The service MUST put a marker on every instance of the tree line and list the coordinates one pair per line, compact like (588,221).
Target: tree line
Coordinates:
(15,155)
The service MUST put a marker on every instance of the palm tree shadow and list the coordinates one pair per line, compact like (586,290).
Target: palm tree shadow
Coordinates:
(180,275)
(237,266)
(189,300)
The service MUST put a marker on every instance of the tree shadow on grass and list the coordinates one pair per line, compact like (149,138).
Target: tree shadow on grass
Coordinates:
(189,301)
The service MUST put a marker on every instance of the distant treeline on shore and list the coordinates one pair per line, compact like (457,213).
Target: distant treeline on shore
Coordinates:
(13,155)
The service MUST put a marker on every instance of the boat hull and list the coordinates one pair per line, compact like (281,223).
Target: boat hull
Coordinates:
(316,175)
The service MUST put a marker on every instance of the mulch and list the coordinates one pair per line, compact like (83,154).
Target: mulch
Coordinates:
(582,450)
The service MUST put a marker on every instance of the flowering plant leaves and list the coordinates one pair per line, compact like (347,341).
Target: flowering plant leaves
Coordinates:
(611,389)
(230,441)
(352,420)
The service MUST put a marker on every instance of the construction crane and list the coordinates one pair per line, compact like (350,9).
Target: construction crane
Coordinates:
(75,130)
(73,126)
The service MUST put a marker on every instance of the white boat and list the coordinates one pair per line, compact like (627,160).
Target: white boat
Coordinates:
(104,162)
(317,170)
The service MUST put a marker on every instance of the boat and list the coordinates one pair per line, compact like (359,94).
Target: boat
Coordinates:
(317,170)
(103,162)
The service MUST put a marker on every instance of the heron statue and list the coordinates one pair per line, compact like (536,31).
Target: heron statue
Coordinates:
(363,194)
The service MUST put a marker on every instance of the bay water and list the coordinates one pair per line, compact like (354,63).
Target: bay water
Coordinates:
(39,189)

### YOUR OBJECTIVE
Copy over exactly the lines above from the one with "Target: heron statue" to the last, both included, and no others.

### ANSWER TO THE EXERCISE
Target: heron statue
Coordinates:
(363,194)
The service MUST put a marker on every instance of the bay water and list the coordinates one pair per line, compact like (354,63).
Target: bay water
Coordinates:
(39,189)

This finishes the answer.